■ **Task requirements**
Set down the whole comment on AI tools in programming jobs below, word for word, before the material.

■ **Page excerpt**
Yeah that's probably true

>I'm not bragging. I'm giving context.

I didn't think you were bragging, and I hope I didn't come across as trying to put you in your place.

I'm responding with market context. The market is upended right now with no end in sight. Also, most employers if not meaningfully all, will or are involving AI. Many, if not most, people applying for decent positions right now have 3x the experience and are very willing to do whatever.

Don't let your principles end you up sleeping in your car.

> LLM's are designed to make things that "look" like human output and thus are very good at hiding bugs.

This can be true, definitely was more often true in the past. But there is a time and a place for human expression, and probably isn't in code. Your human expression is likely helped by tools. I doubt you're writing in Notepad, but your IDE doesn't get thrown out the window because it can't fully replace you or write code for you.

IF you are being blindly told to copy/paste from an LLM, then use that as part of your ideation and work from there, using AI tools as much as you can in ways that work. Become a leader in this new frontier by delving in (just kidding, that's meta about another article trending on AI)

> They not only want us to copy-and-paste, they want us to delete otherwise functional code to make it easier to paste in AI generated stuff.

■ **Data block**
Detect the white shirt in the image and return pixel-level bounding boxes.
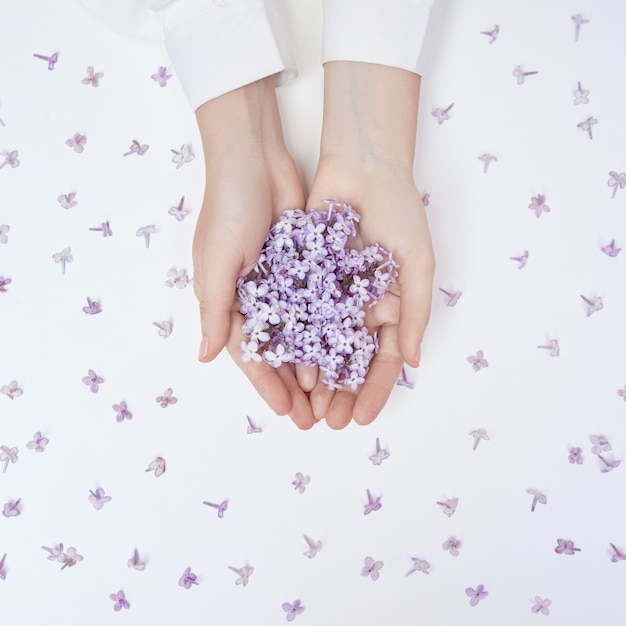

■ **Output of the exercise**
Yeah that's probably true

>I'm not bragging. I'm giving context.

I didn't think you were bragging, and I hope I didn't come across as trying to put you in your place.

I'm responding with market context. The market is upended right now with no end in sight. Also, most employers if not meaningfully all, will or are involving AI. Many, if not most, people applying for decent positions right now have 3x the experience and are very willing to do whatever.

Don't let your principles end you up sleeping in your car.

> LLM's are designed to make things that "look" like human output and thus are very good at hiding bugs.

This can be true, definitely was more often true in the past. But there is a time and a place for human expression, and probably isn't in code. Your human expression is likely helped by tools. I doubt you're writing in Notepad, but your IDE doesn't get thrown out the window because it can't fully replace you or write code for you.

IF you are being blindly told to copy/paste from an LLM, then use that as part of your ideation and work from there, using AI tools as much as you can in ways that work. Become a leader in this new frontier by delving in (just kidding, that's meta about another article trending on AI)

> They not only want us to copy-and-paste, they want us to delete otherwise functional code to make it easier to paste in AI generated stuff.